» **Material provided**:
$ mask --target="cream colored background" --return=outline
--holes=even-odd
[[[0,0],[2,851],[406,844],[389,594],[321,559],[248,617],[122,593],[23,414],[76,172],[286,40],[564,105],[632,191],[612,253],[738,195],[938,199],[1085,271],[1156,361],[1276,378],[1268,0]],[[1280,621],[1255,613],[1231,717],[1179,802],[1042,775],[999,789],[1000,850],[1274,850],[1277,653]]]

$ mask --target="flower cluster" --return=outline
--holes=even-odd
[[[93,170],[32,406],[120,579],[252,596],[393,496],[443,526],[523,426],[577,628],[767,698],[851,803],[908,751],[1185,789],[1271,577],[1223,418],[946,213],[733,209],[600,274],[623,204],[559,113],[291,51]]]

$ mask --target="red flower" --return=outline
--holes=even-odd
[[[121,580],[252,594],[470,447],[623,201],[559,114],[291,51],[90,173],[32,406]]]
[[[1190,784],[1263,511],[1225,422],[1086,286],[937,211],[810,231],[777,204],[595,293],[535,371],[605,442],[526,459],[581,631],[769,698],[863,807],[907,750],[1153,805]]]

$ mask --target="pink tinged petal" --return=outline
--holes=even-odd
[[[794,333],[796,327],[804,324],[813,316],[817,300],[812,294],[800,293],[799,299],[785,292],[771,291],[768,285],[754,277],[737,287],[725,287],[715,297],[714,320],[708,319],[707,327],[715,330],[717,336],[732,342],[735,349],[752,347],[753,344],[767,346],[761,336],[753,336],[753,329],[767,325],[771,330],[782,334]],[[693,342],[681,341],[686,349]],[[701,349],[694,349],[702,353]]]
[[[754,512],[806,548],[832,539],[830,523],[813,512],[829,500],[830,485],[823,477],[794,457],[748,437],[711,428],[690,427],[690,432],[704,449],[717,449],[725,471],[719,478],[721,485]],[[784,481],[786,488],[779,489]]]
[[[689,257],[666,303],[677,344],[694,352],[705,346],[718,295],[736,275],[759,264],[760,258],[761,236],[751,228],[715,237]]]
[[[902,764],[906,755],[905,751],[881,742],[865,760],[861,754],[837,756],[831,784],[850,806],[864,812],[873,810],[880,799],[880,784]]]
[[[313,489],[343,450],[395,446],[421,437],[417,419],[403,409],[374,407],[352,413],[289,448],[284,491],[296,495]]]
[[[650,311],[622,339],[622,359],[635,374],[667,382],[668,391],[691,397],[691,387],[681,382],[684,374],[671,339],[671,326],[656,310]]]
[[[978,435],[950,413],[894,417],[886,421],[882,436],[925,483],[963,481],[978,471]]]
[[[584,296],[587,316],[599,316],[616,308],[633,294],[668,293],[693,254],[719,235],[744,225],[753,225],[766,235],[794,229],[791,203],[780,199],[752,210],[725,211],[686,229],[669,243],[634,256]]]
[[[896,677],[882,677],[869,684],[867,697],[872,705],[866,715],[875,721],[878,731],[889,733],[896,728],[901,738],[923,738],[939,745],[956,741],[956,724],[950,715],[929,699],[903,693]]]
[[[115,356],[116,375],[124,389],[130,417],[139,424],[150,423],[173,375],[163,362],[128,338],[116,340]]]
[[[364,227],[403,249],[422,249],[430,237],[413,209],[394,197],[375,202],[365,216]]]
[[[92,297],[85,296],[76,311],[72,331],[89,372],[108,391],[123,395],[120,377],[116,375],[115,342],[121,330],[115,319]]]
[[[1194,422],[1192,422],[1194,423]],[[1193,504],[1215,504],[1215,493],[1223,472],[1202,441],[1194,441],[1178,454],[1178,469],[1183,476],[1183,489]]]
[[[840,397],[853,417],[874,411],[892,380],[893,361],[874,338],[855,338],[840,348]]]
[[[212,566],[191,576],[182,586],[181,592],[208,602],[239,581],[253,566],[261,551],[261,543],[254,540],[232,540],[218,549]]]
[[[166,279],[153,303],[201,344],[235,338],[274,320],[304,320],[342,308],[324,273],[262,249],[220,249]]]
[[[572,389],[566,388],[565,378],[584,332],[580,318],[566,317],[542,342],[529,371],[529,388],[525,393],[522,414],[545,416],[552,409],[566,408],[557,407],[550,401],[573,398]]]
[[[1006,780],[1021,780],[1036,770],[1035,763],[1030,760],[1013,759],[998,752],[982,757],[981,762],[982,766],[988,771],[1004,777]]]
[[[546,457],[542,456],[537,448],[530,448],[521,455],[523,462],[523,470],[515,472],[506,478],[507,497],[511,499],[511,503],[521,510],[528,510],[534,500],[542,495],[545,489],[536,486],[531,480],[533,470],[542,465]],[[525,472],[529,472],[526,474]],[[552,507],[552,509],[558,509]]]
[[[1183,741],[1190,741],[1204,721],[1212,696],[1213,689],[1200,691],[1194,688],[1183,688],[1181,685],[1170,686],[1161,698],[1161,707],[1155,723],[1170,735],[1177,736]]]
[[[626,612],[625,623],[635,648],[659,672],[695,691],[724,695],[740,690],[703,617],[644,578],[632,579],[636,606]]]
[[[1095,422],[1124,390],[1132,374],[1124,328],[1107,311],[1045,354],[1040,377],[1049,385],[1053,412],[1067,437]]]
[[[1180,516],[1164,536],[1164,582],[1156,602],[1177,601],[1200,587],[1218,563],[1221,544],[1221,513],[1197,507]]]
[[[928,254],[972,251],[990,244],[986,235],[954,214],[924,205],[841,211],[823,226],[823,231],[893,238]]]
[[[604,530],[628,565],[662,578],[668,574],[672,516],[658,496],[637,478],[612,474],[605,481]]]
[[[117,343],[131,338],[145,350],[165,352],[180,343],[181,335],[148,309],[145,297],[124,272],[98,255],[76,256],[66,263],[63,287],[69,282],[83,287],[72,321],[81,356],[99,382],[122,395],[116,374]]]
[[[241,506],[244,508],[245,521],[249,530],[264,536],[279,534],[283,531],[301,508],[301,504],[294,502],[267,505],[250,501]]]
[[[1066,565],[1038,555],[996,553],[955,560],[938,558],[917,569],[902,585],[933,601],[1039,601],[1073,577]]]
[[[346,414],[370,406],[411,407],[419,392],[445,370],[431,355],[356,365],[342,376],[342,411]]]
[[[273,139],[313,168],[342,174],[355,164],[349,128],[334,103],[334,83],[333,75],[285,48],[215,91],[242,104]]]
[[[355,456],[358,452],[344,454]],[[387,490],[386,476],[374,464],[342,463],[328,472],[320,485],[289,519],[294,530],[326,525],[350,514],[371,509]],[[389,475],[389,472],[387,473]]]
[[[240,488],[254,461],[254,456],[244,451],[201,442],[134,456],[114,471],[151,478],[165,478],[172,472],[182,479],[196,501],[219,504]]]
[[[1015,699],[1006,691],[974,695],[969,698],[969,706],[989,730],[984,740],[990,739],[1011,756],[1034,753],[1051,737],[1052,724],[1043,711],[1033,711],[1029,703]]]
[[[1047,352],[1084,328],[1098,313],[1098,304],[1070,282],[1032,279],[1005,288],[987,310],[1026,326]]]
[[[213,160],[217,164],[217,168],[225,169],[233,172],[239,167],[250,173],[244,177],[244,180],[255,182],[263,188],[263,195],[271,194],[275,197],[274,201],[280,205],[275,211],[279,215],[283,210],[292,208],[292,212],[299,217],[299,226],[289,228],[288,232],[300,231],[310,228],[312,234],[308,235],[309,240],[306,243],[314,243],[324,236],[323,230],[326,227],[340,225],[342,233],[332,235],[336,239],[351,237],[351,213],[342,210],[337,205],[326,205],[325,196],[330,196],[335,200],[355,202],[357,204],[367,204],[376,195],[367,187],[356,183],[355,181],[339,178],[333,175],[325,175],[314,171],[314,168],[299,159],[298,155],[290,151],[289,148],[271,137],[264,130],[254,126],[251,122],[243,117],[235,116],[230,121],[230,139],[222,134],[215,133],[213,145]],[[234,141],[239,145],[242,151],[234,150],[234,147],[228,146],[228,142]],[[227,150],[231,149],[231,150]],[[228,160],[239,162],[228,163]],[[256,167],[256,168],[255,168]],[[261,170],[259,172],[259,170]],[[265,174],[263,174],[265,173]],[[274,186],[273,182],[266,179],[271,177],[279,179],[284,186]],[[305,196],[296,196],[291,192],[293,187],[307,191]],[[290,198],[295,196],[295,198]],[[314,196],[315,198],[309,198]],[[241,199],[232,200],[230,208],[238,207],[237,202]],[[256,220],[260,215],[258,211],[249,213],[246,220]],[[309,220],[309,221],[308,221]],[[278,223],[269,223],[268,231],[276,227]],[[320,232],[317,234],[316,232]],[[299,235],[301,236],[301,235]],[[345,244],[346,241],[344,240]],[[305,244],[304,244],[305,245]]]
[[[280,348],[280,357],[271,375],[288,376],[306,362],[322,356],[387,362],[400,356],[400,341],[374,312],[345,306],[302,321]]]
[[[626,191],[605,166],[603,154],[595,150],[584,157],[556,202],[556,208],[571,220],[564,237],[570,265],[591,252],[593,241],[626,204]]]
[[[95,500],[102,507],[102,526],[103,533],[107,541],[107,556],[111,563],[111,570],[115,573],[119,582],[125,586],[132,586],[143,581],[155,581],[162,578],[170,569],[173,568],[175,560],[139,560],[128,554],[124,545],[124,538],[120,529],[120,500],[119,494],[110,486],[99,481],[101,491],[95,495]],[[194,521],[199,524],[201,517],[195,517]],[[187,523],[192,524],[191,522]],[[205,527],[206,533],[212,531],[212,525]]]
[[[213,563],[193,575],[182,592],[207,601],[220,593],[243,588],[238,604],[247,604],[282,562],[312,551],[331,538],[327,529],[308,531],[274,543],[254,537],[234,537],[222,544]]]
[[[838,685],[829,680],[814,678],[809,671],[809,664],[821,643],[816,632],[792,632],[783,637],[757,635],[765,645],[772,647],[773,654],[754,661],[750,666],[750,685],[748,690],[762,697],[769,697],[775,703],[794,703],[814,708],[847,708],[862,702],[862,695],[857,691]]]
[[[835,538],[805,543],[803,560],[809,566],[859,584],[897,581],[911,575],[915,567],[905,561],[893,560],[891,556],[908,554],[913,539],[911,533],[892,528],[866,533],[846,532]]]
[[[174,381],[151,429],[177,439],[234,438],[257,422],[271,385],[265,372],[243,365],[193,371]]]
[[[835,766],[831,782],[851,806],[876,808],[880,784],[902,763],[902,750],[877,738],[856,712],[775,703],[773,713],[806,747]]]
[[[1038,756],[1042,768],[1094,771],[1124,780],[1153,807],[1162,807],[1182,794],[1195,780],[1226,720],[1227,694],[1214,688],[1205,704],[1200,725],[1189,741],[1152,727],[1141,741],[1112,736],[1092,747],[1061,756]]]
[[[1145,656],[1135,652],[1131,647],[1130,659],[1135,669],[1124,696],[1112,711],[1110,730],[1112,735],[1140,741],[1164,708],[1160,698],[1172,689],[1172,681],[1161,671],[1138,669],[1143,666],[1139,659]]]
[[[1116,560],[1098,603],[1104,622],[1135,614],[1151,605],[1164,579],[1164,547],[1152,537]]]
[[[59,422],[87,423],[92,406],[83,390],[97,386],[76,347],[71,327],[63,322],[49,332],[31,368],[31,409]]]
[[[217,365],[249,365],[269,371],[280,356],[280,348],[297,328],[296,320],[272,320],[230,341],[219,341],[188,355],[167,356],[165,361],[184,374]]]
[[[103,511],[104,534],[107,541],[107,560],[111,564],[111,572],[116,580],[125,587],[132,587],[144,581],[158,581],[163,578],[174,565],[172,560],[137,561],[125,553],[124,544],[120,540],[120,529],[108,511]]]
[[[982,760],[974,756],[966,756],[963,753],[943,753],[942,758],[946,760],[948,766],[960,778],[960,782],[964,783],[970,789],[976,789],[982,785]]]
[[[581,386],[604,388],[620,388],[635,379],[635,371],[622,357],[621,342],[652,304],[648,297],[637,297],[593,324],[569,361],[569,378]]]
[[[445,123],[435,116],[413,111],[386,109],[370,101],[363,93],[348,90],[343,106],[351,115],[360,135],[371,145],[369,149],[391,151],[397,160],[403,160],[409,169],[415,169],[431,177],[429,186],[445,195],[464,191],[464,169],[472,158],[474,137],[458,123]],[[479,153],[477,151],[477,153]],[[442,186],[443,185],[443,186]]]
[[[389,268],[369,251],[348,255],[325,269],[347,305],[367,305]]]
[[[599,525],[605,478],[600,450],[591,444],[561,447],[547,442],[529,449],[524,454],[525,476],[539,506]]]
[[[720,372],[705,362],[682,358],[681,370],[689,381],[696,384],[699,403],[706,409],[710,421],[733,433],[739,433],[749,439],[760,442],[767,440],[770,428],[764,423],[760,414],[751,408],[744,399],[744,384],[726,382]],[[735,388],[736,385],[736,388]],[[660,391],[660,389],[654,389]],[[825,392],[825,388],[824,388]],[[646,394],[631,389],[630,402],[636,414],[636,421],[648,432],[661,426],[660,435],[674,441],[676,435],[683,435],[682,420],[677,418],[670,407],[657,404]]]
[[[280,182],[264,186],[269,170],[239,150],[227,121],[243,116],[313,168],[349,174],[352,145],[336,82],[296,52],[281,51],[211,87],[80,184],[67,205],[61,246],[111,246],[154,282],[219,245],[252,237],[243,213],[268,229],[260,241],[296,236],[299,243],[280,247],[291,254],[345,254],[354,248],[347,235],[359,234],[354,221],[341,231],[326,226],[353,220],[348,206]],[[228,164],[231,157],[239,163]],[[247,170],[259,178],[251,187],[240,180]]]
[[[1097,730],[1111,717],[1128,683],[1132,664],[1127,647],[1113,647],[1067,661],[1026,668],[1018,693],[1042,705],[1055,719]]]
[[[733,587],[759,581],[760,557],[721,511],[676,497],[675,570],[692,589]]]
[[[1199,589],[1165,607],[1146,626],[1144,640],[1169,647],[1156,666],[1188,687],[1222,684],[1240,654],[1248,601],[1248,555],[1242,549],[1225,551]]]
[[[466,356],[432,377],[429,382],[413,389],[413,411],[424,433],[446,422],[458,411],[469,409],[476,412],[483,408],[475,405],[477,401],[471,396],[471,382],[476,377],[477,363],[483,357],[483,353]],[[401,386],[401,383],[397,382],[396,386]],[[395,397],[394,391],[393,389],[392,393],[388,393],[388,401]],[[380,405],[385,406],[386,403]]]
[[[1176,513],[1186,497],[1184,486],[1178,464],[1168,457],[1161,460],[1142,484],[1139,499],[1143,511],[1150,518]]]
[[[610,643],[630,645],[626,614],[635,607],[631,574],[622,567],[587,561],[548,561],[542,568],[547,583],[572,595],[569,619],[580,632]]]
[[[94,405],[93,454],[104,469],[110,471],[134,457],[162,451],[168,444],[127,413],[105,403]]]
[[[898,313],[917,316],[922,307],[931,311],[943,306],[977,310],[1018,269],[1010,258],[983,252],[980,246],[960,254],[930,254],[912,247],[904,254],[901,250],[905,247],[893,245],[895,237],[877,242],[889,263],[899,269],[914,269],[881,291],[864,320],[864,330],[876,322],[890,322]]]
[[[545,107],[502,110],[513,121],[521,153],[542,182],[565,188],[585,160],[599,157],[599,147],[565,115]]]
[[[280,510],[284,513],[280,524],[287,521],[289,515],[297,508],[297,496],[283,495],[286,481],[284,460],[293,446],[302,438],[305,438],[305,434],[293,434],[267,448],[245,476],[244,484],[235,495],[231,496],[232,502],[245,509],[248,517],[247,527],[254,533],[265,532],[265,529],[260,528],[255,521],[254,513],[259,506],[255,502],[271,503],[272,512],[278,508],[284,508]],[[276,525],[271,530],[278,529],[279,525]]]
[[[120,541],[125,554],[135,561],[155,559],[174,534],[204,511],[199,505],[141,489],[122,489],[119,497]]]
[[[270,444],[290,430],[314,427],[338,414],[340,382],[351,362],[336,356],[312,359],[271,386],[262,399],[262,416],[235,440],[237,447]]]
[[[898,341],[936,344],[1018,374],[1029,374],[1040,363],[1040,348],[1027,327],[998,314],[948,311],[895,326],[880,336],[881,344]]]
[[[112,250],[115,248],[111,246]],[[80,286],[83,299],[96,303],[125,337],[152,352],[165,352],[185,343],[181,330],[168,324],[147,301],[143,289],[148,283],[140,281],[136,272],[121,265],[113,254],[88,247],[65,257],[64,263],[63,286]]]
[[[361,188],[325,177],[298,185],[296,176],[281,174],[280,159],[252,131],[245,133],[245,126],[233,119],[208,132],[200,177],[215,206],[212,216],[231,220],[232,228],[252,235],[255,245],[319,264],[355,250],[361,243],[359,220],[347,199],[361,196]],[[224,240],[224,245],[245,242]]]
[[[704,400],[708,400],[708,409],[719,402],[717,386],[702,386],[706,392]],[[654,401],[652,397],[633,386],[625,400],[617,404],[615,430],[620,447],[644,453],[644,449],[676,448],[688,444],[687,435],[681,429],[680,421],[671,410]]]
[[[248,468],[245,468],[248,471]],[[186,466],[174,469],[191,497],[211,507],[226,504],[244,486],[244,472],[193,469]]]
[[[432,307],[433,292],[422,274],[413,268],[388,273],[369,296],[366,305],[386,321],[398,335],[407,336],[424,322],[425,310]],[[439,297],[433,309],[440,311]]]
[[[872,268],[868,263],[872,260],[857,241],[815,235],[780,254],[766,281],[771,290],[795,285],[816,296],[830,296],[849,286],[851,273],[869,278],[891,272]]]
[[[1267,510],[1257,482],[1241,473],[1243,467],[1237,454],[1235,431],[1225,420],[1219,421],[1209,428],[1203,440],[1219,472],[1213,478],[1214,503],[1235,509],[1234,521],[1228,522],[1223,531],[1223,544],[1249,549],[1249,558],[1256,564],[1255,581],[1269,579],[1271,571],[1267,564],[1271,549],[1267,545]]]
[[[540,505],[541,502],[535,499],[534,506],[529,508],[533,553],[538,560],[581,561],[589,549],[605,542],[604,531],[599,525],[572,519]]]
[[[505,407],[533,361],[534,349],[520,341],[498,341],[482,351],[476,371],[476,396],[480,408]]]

» **Activity**: From the entries above, select each line containing the string "target".

» **Exercise answer**:
$ mask --target="cream colored background" --return=outline
$ mask --target="flower cluster" --return=outline
$ mask --target="red flower" --return=outline
$ mask --target="pink tinged petal" --return=outline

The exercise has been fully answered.